> _SOURCE PASSAGE_
By David E. Hubler
Contributor, EDM Digest
Excessive heat over longer periods of the year has rapidly become the norm for summer weather in the United States. Extreme heat is a leading cause of weather-related deaths in the United States.
Last year was the third hottest year on record in the United States. It was also the costliest, according to the National Oceanic and Atmospheric Administration (NOAA). In fact, 2017 was the 21st consecutive year that the annual average temperature exceeded the average for the latter years of the 20th century.
Although this spring has been unseasonably cool, especially along the East Coast and in the Midwest, summer heat is rapidly approaching. So it’s not too early to think about precautions to take to maintain a cool home and avoid becoming ill when outdoor temperatures reach 90 degrees Fahrenheit or higher.
Heat-Related Illnesses Target Certain Demographics
It’s important to remember that not everyone is equally at risk for heat-related illnesses.
“Children, people 65 years and older, people who are sick, and people without access to air conditioning are at greater risk of heat-related illnesses,” warns the National Environmental Education Foundation (NEEF).
“Patients with mental illnesses such as depression or schizophrenia are at risk during hot weather because their medications may interfere with temperature regulation. Suicide rates also increase with high temperatures,” NEEF adds.
Alleviating the Temperatures of ‘Heat Islands’ in Urban Areas
Many urban dwellers live in built-up areas called “heat islands,” which often get hotter than rural areas. The NEEF says communities can reduce urban heat islands by adopting five basic strategies:
- Increase tree and vegetative cover
- Install green roofs or
- Install cool, mainly reflective roofs
- Use cool pavements, either reflective or permeable
- Utilize smart growth practices
Individual homeowners and tenants can help reduce very high temperatures and heat island effects while also improving the community’s resilience to heat waves.
Increase Shade Around Your Home
Planting trees and other vegetation lowers surface and air temperatures by providing shade and cool environments. Trees and vegetation that directly shade your home can decrease the need for air conditioning, making your home more comfortable and reducing your energy bill. Trees also improve air quality and reduce your exposure to harmful ultraviolet rays.

> _DATA EXTRACTS_
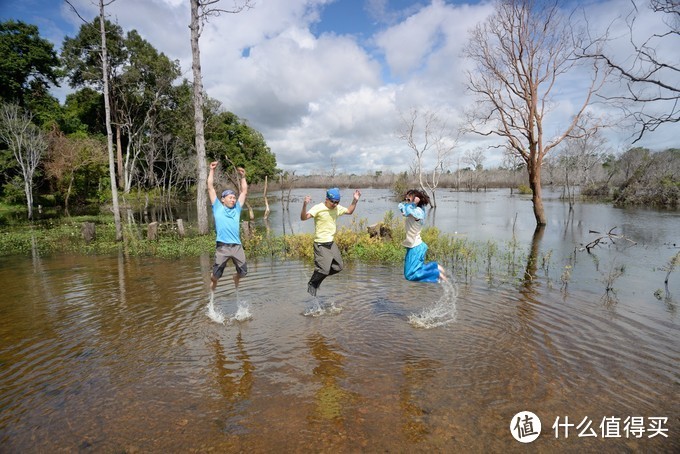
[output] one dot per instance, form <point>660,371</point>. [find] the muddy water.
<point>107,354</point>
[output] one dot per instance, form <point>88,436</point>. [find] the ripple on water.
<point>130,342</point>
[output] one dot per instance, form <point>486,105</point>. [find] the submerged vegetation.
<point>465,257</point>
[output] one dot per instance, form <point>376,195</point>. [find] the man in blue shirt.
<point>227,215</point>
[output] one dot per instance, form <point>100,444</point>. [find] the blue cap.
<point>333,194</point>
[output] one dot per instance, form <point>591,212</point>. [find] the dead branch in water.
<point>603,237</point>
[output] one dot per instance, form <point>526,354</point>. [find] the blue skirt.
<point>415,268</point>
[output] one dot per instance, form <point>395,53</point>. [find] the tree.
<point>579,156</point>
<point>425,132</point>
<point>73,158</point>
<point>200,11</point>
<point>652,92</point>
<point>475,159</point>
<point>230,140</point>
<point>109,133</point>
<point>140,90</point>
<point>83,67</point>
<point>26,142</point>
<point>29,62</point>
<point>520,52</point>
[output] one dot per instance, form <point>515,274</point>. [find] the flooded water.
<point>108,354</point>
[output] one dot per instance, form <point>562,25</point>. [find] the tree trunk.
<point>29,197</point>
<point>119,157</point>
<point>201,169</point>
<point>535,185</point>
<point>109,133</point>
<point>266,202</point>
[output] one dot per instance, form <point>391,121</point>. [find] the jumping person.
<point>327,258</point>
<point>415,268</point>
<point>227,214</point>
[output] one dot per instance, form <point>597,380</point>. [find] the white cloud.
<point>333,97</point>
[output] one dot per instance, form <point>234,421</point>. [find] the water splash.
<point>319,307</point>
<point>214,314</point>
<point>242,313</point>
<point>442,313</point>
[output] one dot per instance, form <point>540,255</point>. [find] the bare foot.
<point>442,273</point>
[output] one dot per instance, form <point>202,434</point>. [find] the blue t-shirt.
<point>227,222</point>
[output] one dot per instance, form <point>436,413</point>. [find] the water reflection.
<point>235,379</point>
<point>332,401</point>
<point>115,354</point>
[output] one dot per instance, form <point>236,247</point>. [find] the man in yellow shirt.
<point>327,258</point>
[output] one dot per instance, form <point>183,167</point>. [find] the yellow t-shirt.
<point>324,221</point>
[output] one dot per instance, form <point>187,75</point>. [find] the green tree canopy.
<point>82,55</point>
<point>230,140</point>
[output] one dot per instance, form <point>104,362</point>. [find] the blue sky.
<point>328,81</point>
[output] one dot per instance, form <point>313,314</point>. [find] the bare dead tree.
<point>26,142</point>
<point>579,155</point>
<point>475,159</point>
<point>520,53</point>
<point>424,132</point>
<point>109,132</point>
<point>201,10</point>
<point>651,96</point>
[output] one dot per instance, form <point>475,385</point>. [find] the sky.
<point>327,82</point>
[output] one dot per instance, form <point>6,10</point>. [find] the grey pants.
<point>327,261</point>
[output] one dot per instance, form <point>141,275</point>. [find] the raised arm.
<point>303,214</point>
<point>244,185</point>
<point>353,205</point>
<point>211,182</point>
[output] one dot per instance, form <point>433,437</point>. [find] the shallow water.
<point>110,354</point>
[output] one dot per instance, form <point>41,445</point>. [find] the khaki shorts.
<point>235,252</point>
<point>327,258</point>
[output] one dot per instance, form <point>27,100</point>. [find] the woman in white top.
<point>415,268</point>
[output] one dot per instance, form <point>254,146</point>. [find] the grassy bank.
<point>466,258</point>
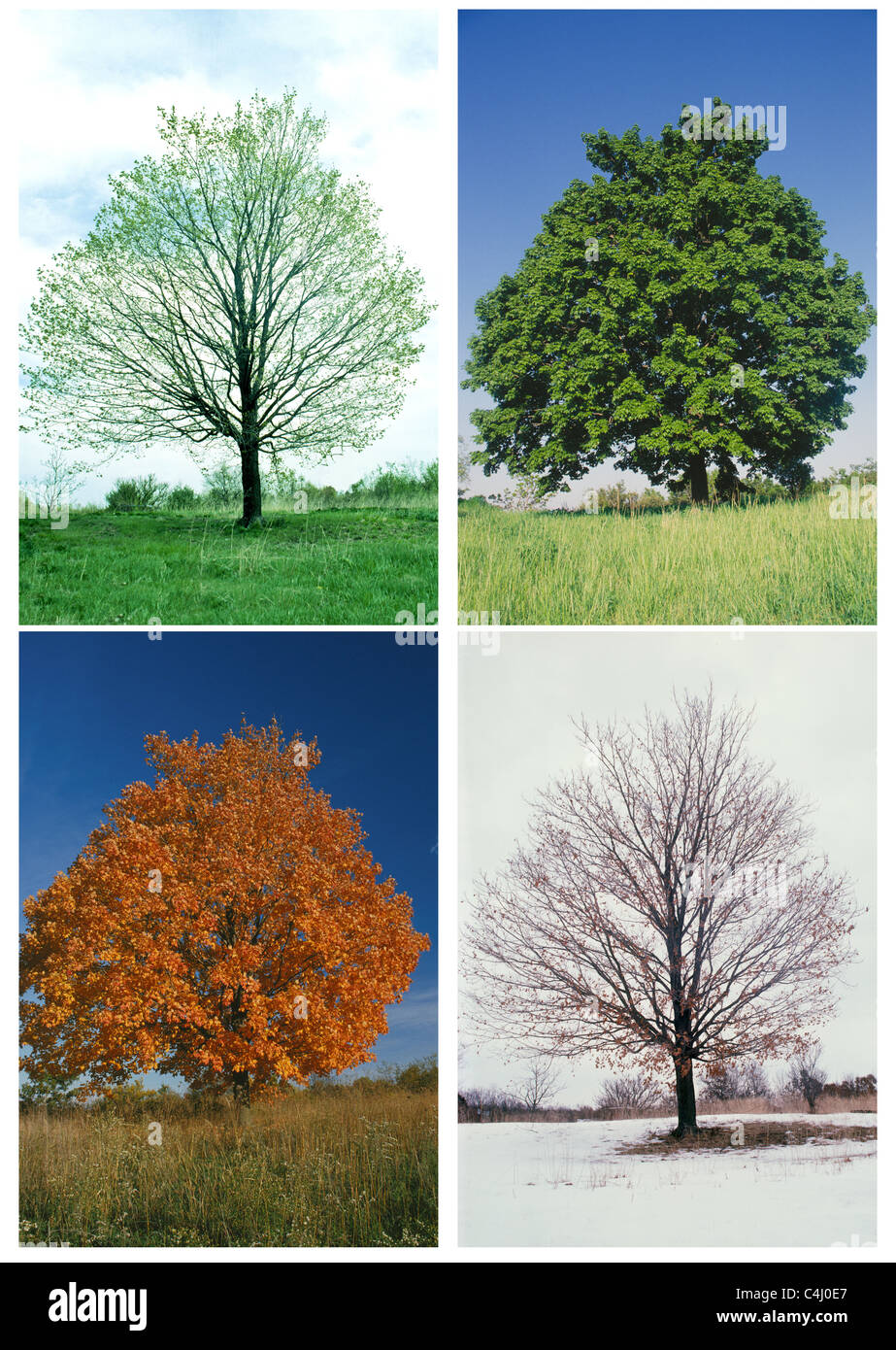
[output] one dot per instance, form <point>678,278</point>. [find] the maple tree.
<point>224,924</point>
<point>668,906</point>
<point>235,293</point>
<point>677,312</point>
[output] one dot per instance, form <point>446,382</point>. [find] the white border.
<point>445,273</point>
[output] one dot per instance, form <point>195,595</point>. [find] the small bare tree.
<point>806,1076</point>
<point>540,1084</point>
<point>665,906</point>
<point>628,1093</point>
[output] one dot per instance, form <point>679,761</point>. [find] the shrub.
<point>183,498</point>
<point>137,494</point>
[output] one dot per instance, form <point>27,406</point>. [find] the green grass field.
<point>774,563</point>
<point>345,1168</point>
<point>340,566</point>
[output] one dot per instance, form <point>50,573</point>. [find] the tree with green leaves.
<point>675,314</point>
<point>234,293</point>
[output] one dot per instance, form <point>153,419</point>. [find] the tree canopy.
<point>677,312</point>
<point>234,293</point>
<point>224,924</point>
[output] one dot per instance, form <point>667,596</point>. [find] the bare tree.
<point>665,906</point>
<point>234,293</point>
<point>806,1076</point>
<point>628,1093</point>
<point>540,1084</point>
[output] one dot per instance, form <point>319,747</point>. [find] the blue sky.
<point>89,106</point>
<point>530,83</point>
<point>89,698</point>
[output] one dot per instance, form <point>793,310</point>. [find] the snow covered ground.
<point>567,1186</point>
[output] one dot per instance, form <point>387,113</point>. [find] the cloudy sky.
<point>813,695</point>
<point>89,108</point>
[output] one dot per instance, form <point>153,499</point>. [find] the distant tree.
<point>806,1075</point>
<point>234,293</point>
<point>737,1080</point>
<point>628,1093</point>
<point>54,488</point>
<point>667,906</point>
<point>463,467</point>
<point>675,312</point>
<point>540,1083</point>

==

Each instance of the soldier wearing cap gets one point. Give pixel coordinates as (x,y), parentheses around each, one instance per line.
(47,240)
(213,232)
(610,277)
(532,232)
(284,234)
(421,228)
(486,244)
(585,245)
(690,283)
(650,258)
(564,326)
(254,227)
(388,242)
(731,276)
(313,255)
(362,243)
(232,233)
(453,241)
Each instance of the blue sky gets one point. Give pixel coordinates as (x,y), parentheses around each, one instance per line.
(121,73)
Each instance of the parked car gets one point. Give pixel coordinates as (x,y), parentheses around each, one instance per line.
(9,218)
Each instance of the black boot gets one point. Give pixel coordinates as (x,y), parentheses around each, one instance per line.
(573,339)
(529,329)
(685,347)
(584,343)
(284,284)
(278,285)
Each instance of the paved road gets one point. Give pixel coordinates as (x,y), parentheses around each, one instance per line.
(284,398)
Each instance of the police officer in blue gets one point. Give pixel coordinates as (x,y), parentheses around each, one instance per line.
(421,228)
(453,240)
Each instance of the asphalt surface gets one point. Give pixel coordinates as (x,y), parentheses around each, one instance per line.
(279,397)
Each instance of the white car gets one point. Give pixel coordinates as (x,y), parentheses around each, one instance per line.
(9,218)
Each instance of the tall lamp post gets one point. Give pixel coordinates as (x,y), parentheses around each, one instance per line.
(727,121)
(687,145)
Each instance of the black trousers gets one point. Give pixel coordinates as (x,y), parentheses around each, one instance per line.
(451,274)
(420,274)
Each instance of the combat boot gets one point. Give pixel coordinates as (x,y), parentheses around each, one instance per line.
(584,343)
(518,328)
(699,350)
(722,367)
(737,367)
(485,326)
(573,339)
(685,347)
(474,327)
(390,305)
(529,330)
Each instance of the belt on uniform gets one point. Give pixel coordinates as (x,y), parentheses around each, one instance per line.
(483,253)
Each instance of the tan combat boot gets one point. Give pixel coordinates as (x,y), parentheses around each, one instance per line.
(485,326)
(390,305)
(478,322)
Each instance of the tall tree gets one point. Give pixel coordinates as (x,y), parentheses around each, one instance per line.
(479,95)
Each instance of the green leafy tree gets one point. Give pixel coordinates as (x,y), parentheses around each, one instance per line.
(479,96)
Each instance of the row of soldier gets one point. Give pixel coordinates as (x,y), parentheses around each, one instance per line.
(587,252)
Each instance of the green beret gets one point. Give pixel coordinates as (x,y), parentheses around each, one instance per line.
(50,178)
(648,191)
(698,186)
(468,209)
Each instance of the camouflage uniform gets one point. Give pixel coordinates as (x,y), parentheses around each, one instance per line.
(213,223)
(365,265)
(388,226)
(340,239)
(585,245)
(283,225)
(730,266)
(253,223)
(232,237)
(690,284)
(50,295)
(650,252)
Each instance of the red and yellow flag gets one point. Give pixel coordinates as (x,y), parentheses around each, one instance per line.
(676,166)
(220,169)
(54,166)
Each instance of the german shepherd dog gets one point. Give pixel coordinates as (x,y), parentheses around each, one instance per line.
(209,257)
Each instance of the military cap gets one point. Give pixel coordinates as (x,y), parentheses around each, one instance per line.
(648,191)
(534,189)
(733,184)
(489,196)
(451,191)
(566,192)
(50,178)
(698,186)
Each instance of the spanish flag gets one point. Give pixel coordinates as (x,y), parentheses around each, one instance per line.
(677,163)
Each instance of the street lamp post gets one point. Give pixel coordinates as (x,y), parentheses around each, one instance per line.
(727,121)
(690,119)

> _TASKS FOR THIS EXERCISE_
1 > Answer these questions about the article on summer heat:
(a) Where did NOAA rank last year among the hottest years on record in the United States?
(b) Which organization warns that children and people 65 years and older face greater risk of heat-related illnesses?
(c) How many basic strategies does NEEF say communities can adopt to reduce urban heat islands?
2 > Write what comes next in the article on summer heat, picking up after its final sentence.
The rows are material separate from the text.

> _ANSWERS FOR EACH ITEM_
1 >
(a) Third hottest.
(b) The National Environmental Education Foundation (NEEF).
(c) Five.

2 >
Install a Green Roof
A green roof or rooftop garden is a layer of vegetation grown on a rooftop. Green roofs absorb heat, act as insulators for buildings and improve indoor comfort. They also reduce the energy needed to provide cooling.
Install a Reflective Roof
A cool (or reflective) roof reflects sunlight and heat away from your home and lowers roof temperatures. Your home will stay cooler and the amount of air conditioning needed will be reduced.
According to one study, cool roofs can provide an annual energy savings of almost 50 cents per square foot of roof. Such energy savings can mean better air quality in the community and fewer greenhouse gases emitted into the atmosphere.
Use Energy-efficient Appliances and Equipment
Using energy-efficient appliances and equipment lightens the load on the electric grid during heat waves, ensuring a more reliable supply of electricity to the community. Look for EPA’s Energy Star label for the most energy-efficient purchasing decisions. Replacing old appliances and equipment with Energy Star-certified products also helps save money.
Check on Your Friends, Family and Neighbors
Check on your friends, family and neighbors during excessively hot days. Make sure they have access to air conditioning or cooling centers, which will help them to avoid heat-related illnesses and death.
Understanding how a changing climate affects health is important for minimizing illness and death during excessive heat spells. It’s important to learn about the relationship between climate change and extreme weather.
The U.S. Environmental Protection Agency has produced the free Excessive Heat Events Guidebook. This guidebook was created with assistance from NOAA, the Centers for Disease Control and Prevention (CDC) and the Department of Homeland Security (DHS).